Task instructions: Copy the passage about Sibel Edmonds word for word, from its first line to its last.

Document:
——————————

"On Tuesday, July 6, 2004, Judge Reggie Walton made a decision and ruled on my case. Under his ruling, I, an American citizen, am not entitled to pursue my 1st and 5th Amendment rights guaranteed under the Constitution of the United States. The vague reasoning cited, without any explanation, is to protect 'certain diplomatic relations for national security.'"
~ Sibel Edmonds.
~ Sibel Edmonds.
Earlier this week, Sibel Edmonds' organization, the National Security Whistleblower's Coalition, issued a press release describing another FBI agent's corroboration of Edmonds' own claims "of illegal activities by Turkish organizations and their agents in the United States, and the involvement of certain elected and appointed U.S. officials in the Department of State, Pentagon, and the U.S. Congress in these activities."
If you are a Kurd from Turkey, you won't need more corroboration of Ms. Edmonds allegations; history alone will testify to the veracity of her story, and by "history" I mean Susurluk.

——————————

[Mask labeling records]
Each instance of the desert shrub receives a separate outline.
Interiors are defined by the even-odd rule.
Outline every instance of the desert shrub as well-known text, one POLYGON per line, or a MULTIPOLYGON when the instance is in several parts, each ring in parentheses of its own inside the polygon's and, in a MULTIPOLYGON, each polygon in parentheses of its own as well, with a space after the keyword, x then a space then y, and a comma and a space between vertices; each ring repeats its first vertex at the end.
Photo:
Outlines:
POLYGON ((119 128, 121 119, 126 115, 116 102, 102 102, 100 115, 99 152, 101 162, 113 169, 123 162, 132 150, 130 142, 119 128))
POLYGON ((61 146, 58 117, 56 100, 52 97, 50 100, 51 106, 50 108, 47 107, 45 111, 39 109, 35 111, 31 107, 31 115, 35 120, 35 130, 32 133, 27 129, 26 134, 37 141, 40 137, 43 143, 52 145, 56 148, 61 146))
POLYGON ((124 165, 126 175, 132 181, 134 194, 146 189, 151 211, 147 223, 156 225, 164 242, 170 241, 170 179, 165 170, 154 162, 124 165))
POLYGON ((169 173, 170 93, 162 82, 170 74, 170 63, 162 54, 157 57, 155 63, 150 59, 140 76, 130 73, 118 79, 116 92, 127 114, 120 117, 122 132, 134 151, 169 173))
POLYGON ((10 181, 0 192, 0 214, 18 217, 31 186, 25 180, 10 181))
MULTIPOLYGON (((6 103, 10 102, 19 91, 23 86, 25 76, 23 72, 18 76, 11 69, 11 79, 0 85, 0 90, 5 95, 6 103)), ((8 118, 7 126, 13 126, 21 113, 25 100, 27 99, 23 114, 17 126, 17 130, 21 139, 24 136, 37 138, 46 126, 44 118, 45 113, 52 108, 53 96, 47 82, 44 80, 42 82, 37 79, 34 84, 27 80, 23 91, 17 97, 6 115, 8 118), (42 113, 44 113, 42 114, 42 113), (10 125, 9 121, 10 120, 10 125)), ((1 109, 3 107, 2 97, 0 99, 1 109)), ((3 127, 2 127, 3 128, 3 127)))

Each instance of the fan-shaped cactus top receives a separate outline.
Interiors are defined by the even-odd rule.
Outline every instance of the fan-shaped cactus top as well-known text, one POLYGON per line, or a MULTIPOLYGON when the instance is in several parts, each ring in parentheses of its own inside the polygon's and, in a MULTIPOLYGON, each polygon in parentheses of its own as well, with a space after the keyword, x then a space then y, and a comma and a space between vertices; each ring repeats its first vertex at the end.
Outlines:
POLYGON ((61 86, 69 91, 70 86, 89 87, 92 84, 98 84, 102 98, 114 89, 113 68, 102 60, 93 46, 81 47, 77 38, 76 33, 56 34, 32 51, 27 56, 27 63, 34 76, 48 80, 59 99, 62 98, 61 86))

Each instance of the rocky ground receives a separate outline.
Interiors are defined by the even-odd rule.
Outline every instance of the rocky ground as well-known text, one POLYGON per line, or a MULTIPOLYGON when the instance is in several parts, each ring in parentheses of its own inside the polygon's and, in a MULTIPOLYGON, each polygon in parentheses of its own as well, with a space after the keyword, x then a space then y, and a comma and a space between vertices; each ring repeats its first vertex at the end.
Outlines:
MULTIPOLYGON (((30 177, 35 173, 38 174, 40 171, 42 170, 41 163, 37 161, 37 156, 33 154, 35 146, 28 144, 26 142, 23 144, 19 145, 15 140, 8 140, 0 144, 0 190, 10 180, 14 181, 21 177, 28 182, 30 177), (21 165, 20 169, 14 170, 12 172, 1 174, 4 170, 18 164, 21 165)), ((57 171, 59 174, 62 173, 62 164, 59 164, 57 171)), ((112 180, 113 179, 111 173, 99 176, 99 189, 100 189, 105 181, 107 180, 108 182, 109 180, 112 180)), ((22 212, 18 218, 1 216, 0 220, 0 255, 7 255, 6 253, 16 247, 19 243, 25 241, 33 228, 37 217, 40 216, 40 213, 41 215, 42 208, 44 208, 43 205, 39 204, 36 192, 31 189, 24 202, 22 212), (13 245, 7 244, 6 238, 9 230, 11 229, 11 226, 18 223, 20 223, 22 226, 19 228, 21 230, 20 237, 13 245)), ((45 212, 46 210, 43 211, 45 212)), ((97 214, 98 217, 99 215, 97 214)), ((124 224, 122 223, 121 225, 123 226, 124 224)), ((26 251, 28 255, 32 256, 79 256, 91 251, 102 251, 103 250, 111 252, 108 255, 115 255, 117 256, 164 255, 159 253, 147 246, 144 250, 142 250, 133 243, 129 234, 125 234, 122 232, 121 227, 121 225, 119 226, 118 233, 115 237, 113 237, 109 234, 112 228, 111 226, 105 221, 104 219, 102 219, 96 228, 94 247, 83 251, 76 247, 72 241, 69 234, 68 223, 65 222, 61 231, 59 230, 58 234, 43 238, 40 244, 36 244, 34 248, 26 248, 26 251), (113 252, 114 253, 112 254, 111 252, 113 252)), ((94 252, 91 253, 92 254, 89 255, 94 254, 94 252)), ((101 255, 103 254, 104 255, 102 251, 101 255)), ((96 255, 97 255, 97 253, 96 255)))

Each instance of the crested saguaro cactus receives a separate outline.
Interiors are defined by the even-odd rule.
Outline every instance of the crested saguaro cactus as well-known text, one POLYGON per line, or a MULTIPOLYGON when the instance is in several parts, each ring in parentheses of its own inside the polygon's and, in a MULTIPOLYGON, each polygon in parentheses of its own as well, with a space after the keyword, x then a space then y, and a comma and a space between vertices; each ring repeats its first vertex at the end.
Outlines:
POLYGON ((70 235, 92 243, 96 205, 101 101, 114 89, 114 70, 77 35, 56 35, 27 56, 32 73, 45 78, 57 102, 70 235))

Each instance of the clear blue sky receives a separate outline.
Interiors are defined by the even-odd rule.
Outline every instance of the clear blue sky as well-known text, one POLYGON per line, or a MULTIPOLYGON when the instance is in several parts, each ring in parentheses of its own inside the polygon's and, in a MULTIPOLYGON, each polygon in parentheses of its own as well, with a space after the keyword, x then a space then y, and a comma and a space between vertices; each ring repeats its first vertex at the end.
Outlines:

——————————

Full response:
"On Tuesday, July 6, 2004, Judge Reggie Walton made a decision and ruled on my case. Under his ruling, I, an American citizen, am not entitled to pursue my 1st and 5th Amendment rights guaranteed under the Constitution of the United States. The vague reasoning cited, without any explanation, is to protect 'certain diplomatic relations for national security.'"
~ Sibel Edmonds.
~ Sibel Edmonds.
Earlier this week, Sibel Edmonds' organization, the National Security Whistleblower's Coalition, issued a press release describing another FBI agent's corroboration of Edmonds' own claims "of illegal activities by Turkish organizations and their agents in the United States, and the involvement of certain elected and appointed U.S. officials in the Department of State, Pentagon, and the U.S. Congress in these activities."
If you are a Kurd from Turkey, you won't need more corroboration of Ms. Edmonds allegations; history alone will testify to the veracity of her story, and by "history" I mean Susurluk.